» WHAT IS EXPECTED: Could you reproduce the lines from the start of the records through the line containing "143 374 L 141", both ends included, with every coordinate in the answers scaled by 1.25 and rounded to whole numbers, halves rounding up? Keep everything else in those lines unchanged.

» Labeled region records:
────────
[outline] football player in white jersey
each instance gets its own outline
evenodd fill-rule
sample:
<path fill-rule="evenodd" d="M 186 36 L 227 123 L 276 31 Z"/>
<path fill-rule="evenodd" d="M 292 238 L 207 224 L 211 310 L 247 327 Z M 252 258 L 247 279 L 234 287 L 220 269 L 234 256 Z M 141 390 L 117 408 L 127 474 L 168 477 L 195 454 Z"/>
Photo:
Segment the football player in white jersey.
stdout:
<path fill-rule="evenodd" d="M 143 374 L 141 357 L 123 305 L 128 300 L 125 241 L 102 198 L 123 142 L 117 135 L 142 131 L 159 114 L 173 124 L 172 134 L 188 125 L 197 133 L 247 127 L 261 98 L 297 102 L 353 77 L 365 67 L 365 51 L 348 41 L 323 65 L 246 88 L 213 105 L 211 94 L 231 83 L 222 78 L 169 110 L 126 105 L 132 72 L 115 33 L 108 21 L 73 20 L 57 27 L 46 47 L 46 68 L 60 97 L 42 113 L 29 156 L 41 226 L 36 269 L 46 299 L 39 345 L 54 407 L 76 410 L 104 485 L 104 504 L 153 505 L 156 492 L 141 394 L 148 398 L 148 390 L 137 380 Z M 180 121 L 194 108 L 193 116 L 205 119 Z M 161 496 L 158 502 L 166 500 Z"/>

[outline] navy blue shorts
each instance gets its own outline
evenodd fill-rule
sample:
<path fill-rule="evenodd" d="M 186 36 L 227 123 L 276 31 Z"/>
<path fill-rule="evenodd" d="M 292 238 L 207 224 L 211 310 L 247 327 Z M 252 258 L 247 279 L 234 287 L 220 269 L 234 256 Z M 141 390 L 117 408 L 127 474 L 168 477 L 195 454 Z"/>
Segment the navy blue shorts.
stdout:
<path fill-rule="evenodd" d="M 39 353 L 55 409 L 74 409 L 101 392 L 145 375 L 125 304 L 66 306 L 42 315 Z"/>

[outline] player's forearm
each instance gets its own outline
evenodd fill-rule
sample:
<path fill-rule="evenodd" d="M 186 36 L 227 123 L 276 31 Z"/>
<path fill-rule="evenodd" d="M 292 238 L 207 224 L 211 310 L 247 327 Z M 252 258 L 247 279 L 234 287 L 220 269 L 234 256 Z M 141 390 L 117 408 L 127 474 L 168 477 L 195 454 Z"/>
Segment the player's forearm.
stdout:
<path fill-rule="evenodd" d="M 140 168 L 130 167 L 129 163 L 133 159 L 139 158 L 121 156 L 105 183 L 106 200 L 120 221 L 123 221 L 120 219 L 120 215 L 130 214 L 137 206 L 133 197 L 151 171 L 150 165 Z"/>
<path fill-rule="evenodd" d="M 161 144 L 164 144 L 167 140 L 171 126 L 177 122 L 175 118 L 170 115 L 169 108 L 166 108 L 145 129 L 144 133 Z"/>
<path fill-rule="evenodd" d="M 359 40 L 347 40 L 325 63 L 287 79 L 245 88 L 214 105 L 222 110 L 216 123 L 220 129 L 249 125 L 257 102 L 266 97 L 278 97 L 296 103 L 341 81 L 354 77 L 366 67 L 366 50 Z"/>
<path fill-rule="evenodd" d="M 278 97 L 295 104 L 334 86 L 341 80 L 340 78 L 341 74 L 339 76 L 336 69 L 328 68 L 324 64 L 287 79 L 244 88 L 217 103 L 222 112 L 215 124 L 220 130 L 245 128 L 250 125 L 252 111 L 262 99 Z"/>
────────
» TASK ANSWER:
[outline] football player in white jersey
each instance gets its own outline
evenodd fill-rule
sample:
<path fill-rule="evenodd" d="M 186 36 L 227 123 L 276 31 Z"/>
<path fill-rule="evenodd" d="M 292 238 L 207 224 L 211 310 L 247 327 Z M 252 258 L 247 279 L 234 287 L 220 269 L 234 256 Z M 141 390 L 117 408 L 127 474 L 168 477 L 195 454 Z"/>
Photo:
Segment the football player in white jersey.
stdout:
<path fill-rule="evenodd" d="M 179 468 L 176 446 L 154 381 L 160 375 L 156 301 L 128 248 L 154 178 L 146 169 L 178 164 L 199 143 L 216 155 L 215 168 L 235 156 L 246 166 L 309 159 L 326 123 L 371 128 L 441 96 L 456 84 L 456 64 L 435 51 L 404 81 L 308 110 L 266 131 L 264 118 L 289 104 L 278 98 L 211 138 L 158 131 L 165 90 L 144 41 L 135 26 L 91 25 L 71 34 L 58 59 L 58 85 L 75 121 L 53 141 L 36 195 L 51 283 L 45 336 L 58 374 L 49 431 L 68 509 L 95 513 L 130 606 L 130 630 L 191 631 L 195 615 L 176 493 L 185 498 L 185 488 L 171 475 Z M 225 151 L 243 135 L 241 145 L 256 149 Z M 201 620 L 198 628 L 208 625 Z"/>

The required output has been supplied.